Estratto del documento:
********

Già da piccola, infatti, per Sonia la Juve era di casa. Il padre, tifosissimo, non perdeva una partita al bar con gli amici o in famiglia. E per lei, ora, il tifo si è spostato al capitano. «Sono di parte, seguirei Ale ovunque». Insieme, però, si fanno vedere pochissimo – al Casablanca di Milano l’eccezione – e spesso in “eventi” pubblicitari. Più complicati i matrimoni d’affari. 

Solo due dei cinque rinnovi in 16 anni di Juve sono stati seguiti dallo stesso procuratore. Nel luglio 1993, il quadriennale da 120 milioni di lire a stagione è di Rizzato. A settembre 1995, con Pasqualin, quinquennale da 1,2 miliardi l’anno, prolungato a giugno 1999 per altri cinque anni a 10 miliardi l’anno. Nell’ottobre 2003 i giapponesi Miyakawa chiudono a 4 milioni di euro fino al 2008. Il fratello Stefano pilota il biennale dell’ottobre 2007 (da 4 e 3,7 milioni senza diritti di immagine) e quello (da 3,2 milioni con diritti) del 17 luglio 2009. 



IO E IL MIO PERSONAGGIO 

Frequentazioni vip, beneficenza, show-biz e molto altro nell’universo Del Piero. Golfista convinto e competitivo, ama il tennis e ancor più il basket NBA. È amico di Steve Nash, play dei Phoenix Suns, e di Kobe Bryant, guardia dei Lakers, seguiti in prima fila, mentre era in vacanza negli States, nelle ultime Finals. Fan ricambiato di Noel Gallagher, frontman degli Oasis, nel 2005 appare nel loro video di Lord Don’t Slow Me Down, mentre autografa una sua maglietta e la consegna al gruppo inglese. Al 2007 risale il suo cameo nel film L’allenatore nel pallone 2. 

Tedoforo alle Olimpiadi invernali di Torino 2006, testimonial AIRC per la lotta al cancro, nel maggio 2008 ha disputato un torneo di golf a scopo benefico organizzato dalla fondazione Vialli e Mauro. Sono stati raccolti più di 100 mila euro a favore della ricerca contro la sla.

********

Dati delle maschere di segmentazione
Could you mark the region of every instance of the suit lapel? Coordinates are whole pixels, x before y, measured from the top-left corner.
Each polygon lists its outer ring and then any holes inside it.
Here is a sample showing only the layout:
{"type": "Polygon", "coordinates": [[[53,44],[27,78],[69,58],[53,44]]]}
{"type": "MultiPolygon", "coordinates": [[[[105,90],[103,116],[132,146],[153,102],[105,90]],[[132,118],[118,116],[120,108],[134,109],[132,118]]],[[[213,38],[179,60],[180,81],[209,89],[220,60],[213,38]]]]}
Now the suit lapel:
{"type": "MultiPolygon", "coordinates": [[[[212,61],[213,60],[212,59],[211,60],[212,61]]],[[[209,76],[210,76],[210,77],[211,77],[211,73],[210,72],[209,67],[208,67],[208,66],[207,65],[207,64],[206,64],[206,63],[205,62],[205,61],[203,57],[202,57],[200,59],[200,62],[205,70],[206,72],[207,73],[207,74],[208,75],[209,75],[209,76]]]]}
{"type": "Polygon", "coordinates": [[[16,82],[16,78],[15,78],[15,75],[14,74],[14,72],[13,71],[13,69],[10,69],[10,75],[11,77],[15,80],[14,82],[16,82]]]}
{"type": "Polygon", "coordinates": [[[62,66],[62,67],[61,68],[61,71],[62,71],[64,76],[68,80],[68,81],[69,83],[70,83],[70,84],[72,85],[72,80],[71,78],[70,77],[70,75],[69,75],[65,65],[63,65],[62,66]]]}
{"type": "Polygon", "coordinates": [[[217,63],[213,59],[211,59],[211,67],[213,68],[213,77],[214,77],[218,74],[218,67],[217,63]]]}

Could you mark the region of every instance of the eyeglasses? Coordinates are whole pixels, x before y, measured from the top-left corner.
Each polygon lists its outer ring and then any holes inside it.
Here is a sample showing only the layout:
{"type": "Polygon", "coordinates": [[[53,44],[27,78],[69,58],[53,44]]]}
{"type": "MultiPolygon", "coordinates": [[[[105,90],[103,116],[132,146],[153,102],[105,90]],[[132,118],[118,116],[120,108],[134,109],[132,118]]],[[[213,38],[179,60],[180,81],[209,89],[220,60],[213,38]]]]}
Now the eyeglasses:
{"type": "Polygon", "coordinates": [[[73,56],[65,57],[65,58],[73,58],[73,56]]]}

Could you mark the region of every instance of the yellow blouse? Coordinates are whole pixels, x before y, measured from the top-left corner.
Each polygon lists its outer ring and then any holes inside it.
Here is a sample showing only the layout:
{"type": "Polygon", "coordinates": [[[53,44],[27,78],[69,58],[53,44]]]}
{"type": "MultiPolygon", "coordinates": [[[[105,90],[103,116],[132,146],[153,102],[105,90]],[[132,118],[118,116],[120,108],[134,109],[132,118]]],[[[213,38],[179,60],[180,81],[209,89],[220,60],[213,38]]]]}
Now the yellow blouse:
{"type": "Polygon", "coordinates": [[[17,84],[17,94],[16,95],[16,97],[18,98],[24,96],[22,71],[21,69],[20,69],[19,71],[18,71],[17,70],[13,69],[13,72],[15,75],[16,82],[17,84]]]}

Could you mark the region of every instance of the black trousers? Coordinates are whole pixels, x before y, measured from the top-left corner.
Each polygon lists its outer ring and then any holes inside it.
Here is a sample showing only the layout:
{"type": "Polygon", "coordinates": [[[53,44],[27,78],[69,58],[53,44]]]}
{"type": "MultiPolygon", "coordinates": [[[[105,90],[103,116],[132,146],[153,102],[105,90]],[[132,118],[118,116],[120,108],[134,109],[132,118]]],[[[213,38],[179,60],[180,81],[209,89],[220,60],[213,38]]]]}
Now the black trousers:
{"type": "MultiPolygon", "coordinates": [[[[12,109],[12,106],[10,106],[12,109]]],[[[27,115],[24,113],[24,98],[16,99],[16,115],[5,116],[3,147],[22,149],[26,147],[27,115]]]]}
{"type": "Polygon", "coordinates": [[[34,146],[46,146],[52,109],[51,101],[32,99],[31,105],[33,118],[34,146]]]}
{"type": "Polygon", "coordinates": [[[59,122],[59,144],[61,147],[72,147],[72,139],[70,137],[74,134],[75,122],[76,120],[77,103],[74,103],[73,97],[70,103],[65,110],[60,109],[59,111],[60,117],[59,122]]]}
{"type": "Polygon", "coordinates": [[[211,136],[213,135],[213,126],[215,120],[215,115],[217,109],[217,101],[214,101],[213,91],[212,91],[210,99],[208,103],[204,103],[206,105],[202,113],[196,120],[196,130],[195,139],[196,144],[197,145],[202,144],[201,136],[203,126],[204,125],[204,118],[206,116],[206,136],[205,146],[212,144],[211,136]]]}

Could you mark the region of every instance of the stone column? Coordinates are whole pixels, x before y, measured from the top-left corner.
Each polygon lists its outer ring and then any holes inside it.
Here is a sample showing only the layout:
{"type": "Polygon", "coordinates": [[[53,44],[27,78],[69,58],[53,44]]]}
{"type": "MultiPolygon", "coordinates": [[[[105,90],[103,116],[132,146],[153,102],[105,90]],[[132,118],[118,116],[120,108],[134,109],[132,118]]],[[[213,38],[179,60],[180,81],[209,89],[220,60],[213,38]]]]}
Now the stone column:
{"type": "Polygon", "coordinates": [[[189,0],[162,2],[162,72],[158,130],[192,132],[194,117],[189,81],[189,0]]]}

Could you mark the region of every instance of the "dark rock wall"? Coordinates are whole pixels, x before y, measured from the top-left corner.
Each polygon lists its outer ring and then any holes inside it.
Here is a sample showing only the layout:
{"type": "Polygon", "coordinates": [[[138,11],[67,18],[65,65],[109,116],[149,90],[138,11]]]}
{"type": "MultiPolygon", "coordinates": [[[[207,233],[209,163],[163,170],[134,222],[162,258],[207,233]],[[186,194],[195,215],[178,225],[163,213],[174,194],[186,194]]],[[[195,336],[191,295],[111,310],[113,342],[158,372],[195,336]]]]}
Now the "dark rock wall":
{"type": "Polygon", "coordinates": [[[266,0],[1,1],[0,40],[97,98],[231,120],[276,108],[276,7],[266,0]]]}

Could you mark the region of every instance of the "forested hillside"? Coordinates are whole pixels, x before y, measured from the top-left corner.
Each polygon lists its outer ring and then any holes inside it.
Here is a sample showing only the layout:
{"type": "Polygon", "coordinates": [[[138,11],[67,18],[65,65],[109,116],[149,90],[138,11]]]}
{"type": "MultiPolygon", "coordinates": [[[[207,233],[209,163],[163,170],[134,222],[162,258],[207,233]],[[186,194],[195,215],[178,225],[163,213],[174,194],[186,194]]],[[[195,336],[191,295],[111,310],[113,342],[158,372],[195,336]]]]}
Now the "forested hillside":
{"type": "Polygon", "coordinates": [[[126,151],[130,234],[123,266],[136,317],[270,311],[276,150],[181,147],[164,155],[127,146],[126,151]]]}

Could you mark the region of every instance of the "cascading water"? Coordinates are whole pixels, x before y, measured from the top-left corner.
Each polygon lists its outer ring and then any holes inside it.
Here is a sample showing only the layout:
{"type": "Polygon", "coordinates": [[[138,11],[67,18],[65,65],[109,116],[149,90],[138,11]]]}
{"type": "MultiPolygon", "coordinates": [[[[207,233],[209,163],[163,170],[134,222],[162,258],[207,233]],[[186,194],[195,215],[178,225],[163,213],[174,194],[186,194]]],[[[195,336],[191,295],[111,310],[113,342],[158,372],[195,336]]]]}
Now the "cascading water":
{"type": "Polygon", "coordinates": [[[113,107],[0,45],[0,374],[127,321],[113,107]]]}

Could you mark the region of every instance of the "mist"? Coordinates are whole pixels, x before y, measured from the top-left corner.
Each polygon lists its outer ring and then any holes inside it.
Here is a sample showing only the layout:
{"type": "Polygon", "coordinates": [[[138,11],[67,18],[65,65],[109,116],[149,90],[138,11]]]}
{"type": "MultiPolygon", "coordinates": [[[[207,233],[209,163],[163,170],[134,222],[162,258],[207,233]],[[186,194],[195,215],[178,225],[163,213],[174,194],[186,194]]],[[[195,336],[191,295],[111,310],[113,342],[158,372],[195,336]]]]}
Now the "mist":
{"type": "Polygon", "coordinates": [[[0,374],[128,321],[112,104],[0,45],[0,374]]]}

********

Consegna:
Ricopia dall'estratto su Del Piero il passo che comincia con "Tedoforo alle Olimpiadi" e prosegue fino a "contro la sla.". L'elenco qui non ha alcun ruolo.

Esercizio svolto:
Tedoforo alle Olimpiadi invernali di Torino 2006, testimonial AIRC per la lotta al cancro, nel maggio 2008 ha disputato un torneo di golf a scopo benefico organizzato dalla fondazione Vialli e Mauro. Sono stati raccolti più di 100 mila euro a favore della ricerca contro la sla.